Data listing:

------------------------------------

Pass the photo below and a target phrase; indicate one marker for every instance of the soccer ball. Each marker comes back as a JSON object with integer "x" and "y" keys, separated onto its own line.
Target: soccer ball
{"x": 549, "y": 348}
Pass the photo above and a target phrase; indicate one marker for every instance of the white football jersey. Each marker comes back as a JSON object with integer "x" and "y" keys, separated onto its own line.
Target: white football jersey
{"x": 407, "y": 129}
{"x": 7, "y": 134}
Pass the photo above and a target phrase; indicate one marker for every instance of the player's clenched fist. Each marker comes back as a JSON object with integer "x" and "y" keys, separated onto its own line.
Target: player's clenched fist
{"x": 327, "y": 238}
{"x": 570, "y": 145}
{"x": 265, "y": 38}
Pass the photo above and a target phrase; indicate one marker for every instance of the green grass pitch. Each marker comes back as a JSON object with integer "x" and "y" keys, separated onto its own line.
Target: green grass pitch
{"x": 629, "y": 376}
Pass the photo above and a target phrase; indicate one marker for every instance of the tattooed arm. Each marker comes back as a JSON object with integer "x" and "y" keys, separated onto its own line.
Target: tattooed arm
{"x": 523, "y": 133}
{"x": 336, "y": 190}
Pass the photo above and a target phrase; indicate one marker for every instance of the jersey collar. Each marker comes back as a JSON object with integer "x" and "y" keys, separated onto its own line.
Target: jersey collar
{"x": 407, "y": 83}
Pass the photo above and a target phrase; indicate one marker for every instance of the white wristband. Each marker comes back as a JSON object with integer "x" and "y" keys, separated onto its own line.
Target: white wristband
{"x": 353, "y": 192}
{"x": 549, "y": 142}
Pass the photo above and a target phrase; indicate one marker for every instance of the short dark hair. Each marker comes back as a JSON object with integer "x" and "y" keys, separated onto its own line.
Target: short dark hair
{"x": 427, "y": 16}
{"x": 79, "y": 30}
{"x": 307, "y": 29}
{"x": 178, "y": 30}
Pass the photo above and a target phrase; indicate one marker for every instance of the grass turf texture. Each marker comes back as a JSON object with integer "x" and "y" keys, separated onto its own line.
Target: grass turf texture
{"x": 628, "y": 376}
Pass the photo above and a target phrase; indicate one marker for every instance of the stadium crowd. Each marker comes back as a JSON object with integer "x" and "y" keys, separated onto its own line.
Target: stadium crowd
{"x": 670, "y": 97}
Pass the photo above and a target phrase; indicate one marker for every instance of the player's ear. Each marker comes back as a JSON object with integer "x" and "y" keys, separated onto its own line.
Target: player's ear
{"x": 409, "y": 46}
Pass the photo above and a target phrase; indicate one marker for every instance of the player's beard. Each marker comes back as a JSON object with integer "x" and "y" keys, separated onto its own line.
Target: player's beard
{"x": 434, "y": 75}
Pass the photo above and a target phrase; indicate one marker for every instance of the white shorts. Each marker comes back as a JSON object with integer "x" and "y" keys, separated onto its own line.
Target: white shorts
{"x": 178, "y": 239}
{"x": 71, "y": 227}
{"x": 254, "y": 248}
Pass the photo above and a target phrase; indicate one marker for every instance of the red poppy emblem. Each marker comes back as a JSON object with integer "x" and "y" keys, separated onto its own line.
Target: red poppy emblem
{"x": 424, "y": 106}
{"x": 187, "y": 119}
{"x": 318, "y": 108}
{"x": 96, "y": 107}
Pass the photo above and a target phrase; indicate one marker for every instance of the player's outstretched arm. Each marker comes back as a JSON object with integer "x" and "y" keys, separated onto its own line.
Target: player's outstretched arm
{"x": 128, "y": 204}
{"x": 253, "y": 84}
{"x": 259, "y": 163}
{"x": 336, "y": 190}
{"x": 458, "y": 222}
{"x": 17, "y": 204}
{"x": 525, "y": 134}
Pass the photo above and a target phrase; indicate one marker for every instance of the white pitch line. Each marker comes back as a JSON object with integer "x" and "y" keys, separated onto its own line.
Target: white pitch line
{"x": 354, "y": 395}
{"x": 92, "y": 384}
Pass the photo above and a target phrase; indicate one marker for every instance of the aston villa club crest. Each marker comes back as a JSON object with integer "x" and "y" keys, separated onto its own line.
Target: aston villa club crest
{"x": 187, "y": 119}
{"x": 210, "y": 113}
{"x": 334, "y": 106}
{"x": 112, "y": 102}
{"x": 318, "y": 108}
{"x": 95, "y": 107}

------------------------------------

What is asked: Copy out the lines from the line containing "the red poppy" to the end of the listing above, without alteration.

Full answer:
Pass the photo above and a target phrase; indicate one marker for every instance of the red poppy emblem. Each marker comes back as a JSON object with integer "x" and "y" keys, separated onto its own line.
Target: red poppy emblem
{"x": 424, "y": 106}
{"x": 187, "y": 119}
{"x": 318, "y": 108}
{"x": 96, "y": 107}
Pass the photo above and a target phrase; indicate one marker for every instance of the player's outstretched arm. Each marker comes back as a JSON object with integer "x" and "y" keys, separated onto its own line.
Target: player's outstretched arm
{"x": 128, "y": 204}
{"x": 253, "y": 84}
{"x": 259, "y": 163}
{"x": 336, "y": 190}
{"x": 458, "y": 222}
{"x": 17, "y": 204}
{"x": 525, "y": 134}
Pass the photo above and a target phrase; indicate one marker for every instance of the white pitch line. Each marker comes back as a JSON object with integer "x" and "y" keys, separated onto its own line.
Target: white pitch line
{"x": 354, "y": 395}
{"x": 92, "y": 384}
Pass the photo above and a target phrase; indicate one marker for every instance of the aston villa club crest. Each marker comes back as a JSON object with integer "x" and "y" keys, separated onto its own line.
Target: aston villa club crest
{"x": 187, "y": 119}
{"x": 210, "y": 113}
{"x": 334, "y": 106}
{"x": 112, "y": 102}
{"x": 318, "y": 108}
{"x": 95, "y": 107}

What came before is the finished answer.